PROVIDED PASSAGE =>
★ ★ ★
Membury services in the M4, April 2023. “Do you remember when we were here during lockdown?” asks my husband. It’s probably the only loo stop that is etched on my memory forever. We all had a moment at the start of the pandemic where we looked round and thought “hang on, is this the apocalypse?”, and mine happened in that car park in May 2020. We pulled off the empty motorway and found we were the only car parked at the normally rammed services. The automatic doors pulled apart and I stepped into semi-darkness, all the shops and cafes shuttered. It was creepy as hell, and seemed more likely I’d see a zombie stagger out from behind the arcade games than a friendly face. I was so scared of catching covid from the toilet door handle that I just went to the loo with the door open - who was going to see me?
Even the drive itself - an escape to my parents’ house in wales, felt (and probably was) illegal. “What if the police stop us?” my husband asked. Let them, I thought. Let them come and arrest me if they fancy. I was completely past caring.
★ ★ ★
RECORDS SHOWN =>

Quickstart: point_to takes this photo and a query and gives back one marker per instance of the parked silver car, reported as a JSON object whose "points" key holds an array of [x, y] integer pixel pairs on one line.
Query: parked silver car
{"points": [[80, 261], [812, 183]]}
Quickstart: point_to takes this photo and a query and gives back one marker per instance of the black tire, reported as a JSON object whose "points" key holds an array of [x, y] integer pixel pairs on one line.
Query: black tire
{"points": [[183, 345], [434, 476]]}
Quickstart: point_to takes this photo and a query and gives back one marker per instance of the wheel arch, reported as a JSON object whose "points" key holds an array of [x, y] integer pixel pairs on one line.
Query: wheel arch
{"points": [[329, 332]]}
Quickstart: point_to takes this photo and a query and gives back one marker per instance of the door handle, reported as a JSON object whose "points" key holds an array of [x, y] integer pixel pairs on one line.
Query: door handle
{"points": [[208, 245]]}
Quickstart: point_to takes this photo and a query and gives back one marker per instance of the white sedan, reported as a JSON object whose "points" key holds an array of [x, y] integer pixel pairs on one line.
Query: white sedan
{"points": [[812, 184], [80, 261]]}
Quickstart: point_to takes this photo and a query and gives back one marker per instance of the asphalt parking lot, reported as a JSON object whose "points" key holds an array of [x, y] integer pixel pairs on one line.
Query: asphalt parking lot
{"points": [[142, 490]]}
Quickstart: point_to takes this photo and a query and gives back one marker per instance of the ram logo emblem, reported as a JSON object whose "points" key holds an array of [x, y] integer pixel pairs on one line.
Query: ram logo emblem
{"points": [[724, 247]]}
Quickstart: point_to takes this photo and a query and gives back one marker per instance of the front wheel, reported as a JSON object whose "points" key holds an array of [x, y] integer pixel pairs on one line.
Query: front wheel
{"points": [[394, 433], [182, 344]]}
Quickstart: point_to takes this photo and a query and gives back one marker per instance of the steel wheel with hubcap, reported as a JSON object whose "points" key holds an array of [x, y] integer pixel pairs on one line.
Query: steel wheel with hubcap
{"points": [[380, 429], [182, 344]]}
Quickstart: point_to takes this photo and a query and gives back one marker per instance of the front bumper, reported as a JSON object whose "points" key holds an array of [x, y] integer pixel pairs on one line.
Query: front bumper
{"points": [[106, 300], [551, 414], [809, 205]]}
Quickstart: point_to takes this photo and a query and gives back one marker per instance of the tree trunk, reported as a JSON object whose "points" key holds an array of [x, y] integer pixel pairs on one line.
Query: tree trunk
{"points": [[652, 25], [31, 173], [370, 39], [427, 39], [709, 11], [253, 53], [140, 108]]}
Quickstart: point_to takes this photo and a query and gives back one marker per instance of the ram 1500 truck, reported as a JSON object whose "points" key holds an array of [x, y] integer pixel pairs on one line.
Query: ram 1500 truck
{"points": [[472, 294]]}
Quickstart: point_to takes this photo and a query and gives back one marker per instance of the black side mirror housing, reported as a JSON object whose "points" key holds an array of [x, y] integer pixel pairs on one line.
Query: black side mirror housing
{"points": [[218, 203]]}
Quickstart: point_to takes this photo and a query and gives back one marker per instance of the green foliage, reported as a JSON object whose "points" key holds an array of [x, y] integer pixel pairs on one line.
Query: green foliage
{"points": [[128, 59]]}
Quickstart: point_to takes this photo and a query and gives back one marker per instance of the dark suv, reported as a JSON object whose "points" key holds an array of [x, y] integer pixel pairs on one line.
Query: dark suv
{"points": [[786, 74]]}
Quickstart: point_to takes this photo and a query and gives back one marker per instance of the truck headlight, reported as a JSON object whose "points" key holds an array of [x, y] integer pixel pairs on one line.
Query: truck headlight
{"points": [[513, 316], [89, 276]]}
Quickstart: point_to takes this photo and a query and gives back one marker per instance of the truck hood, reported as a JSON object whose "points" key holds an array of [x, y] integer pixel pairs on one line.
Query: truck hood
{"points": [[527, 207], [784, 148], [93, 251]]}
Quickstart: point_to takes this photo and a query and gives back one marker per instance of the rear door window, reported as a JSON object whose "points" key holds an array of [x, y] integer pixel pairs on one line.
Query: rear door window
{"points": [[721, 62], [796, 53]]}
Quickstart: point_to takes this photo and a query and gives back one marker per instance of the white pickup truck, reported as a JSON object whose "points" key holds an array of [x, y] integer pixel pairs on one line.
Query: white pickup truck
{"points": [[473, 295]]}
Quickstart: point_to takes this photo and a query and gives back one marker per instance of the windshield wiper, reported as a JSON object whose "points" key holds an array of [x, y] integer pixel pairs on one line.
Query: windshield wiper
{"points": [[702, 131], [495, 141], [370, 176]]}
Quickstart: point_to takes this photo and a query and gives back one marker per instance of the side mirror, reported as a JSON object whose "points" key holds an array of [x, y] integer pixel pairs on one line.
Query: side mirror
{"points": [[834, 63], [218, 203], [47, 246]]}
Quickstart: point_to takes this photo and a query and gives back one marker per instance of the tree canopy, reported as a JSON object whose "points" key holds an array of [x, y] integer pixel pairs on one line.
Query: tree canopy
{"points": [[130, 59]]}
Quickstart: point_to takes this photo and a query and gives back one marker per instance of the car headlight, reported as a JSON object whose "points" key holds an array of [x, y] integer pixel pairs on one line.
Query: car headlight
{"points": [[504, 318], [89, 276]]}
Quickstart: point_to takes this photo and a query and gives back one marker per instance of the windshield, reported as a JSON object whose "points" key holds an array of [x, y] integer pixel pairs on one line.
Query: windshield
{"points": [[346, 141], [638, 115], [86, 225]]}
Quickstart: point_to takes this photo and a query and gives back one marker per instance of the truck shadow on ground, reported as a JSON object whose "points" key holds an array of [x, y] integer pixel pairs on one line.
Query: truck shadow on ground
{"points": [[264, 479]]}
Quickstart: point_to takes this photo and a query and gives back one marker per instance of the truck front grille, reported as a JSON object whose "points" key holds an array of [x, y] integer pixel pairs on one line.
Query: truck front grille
★ ★ ★
REQUIRED ACTION A =>
Summarize the Membury services passage in two sentences.
REQUIRED ACTION B =>
Return the text of the Membury services passage starting at "Even the drive" and ending at "completely past caring.".
You won't need the listing here.

EXERCISE SOLUTION A =>
A stop at Membury services on the M4 in April 2023 brings back a visit in May 2020, when the writer's car was the only one at the normally packed services and the building stood in semi-darkness with every shop and cafe shuttered. Scared of catching covid from the toilet door handle, the writer used the loo with the door open, and on the drive to the parents' house, which felt and probably was illegal, no longer cared whether the police made an arrest.

EXERCISE SOLUTION B =>
Even the drive itself - an escape to my parents’ house in wales, felt (and probably was) illegal. “What if the police stop us?” my husband asked. Let them, I thought. Let them come and arrest me if they fancy. I was completely past caring.